Collected data -
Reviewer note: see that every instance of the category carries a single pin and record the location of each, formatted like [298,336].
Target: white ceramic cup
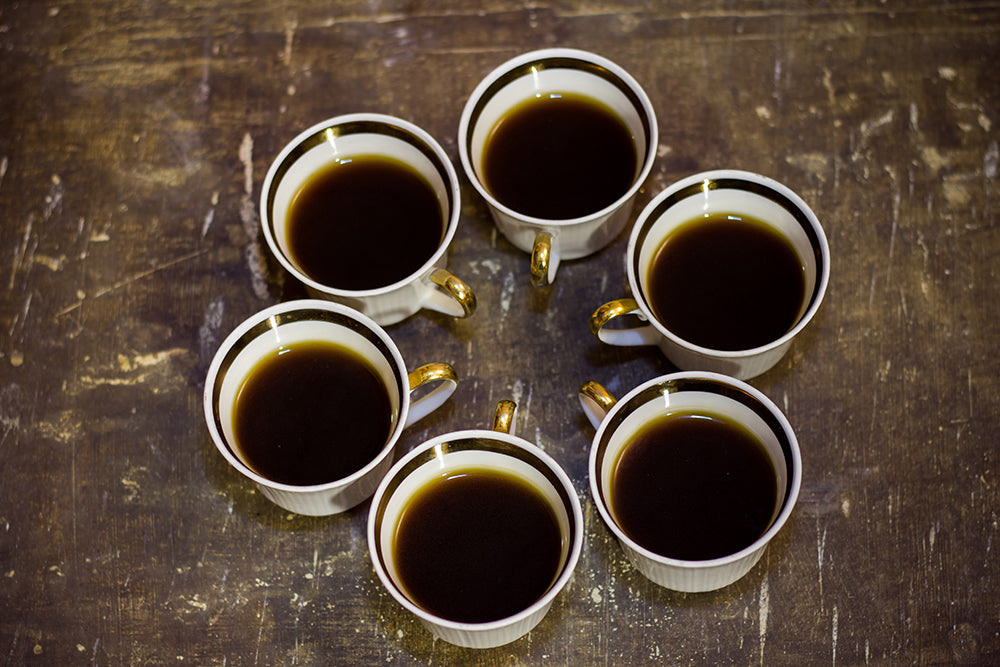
[431,286]
[545,72]
[721,191]
[262,335]
[496,449]
[617,421]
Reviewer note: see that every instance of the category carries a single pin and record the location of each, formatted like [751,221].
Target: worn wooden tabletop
[134,138]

Aim of the exercise - Every line above that includes the word "single" should be listed.

Completed task -
Reviewer note: see that every instance of the category carries a single pin and record the location of each, formatted like [298,336].
Reviewer note: see that every instance of the category carries a single pin and record the location of each, formatted like [751,221].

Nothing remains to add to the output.